::: Article :::

It seemed curiously appropriate that I was listening to Britten’s 
                  own performance of the War Requiem when I heard the sad 
                  news of Dietrich Fischer-Dieskau’s death. He was the composer’s 
                  choice for the baritone part at the premiere of this great work 
                  in 1962. His performance in the subsequent Decca recording was 
                  simply unforgettable. Since then there have been a number of 
                  fine versions, but for all their strengths none has the immediacy 
                  and insight of the composer’s own. That said, Giulini’s 
                  live Albert Hall performance in April 1969 (BBC Legends) comes 
                  closest to it in spirit. Also, I was much impressed by Kurt 
                  Masur’s recording. His baritone Gerald Finley is especially 
                  affecting (LPO). 
                    
                  First impressions of this newcomer are entirely favourable.

::: Raw data :::

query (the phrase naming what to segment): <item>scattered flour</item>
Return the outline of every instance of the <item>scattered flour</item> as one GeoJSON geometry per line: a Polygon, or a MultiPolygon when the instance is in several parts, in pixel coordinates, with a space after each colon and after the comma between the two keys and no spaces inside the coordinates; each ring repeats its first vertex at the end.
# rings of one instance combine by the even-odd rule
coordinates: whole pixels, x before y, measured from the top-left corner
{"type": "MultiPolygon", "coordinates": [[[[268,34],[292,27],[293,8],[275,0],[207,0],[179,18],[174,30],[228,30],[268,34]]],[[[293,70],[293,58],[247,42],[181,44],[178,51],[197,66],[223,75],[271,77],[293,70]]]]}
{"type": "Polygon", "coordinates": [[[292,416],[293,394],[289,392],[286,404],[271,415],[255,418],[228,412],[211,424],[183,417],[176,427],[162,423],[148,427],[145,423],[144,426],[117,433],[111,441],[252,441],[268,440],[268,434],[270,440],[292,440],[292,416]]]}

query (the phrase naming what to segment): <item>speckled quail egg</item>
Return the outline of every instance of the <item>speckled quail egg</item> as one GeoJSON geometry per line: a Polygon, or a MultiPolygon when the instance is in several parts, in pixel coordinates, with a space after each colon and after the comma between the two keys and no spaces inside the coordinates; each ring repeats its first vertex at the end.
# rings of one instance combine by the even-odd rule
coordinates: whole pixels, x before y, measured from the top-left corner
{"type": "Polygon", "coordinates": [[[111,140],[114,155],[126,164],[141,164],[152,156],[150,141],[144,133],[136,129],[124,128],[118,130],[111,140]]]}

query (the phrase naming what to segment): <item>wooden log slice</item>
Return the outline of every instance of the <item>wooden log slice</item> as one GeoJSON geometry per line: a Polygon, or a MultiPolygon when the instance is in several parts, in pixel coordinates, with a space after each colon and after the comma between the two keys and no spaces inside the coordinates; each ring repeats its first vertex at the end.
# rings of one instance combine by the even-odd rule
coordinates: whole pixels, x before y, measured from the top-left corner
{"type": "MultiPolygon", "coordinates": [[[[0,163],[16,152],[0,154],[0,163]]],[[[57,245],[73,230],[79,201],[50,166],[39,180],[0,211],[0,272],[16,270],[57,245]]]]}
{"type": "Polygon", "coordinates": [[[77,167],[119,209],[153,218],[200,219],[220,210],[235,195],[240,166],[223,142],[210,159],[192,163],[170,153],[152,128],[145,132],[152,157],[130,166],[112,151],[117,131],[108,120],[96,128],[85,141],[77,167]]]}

:::

● Request 1
Answer from the War Requiem review:
(a) In what year was the War Requiem premiered?
(b) Where did Giulini's live performance take place, and in what month and year?
(c) Who is the baritone in Kurt Masur's recording?
● Request 2
In one to three sentences, explain why the writer of the War Requiem review found it curiously appropriate to hear of Dietrich Fischer-Dieskau's death at that moment.
● Request 3
Extend the War Requiem review by continuing it after its final sentence.
The lines are not needed here.

● Response 1
(a) 1962
(b) The Albert Hall, in April 1969
(c) Gerald Finley

● Response 2
The writer was listening to Britten's own performance of the War Requiem when the news came. Fischer-Dieskau had been the composer's choice for the baritone part at the 1962 premiere and also sang in the Decca recording.

● Response 3
                  Those strange, twisting figures in the Requiem aeternam 
                  are as haunting as ever. The notorious Barbican acoustic seems 
                  less of a problem too, although anyone familiar with John Culshaw’s 
                  more spacious Decca recording will miss the sense of a larger 
                  performing space. The upside is that the LSO Live account has 
                  great clarity and tonal sophistication. The Eltham choir is 
                  crisp and well balanced. By contrast Bostridge and Keenlyside 
                  are rather distant and their presentation of the alliterative 
                  Anthem for Doomed Youth is less emphatic than that of 
                  Pears and Fischer-Dieskau. As for the soprano Sabina Cvilak, 
                  she sings most beautifully but is nowhere near as commanding 
                  as Vishnevskaya in the vaulting Liber scriptus. 
                    
                  The LSO certainly play well and the brass in the Dies irae 
                  are especially thrilling. As for the tam-tam in Be slowly 
                  lifted up it’s allowed to sound and resonate to great 
                  effect. No-one could be unshaken by the music that follows. 
                  Its ever-slowing tread and Cvilak’s perfectly scaled delivery 
                  are simply superb. All else pales next to Bostridge’s 
                  deeply moving, extraordinarily nuanced singing in Futility. 
                  Time stands still here, and I can’t recall a finer account 
                  of Owen’s sad supplication than this, either on record 
                  or in the concert hall. It’s also a measure of Britten’s 
                  genius that this music never loses its power to astound. The 
                  simplest means are used to convey the most complex of human 
                  emotions.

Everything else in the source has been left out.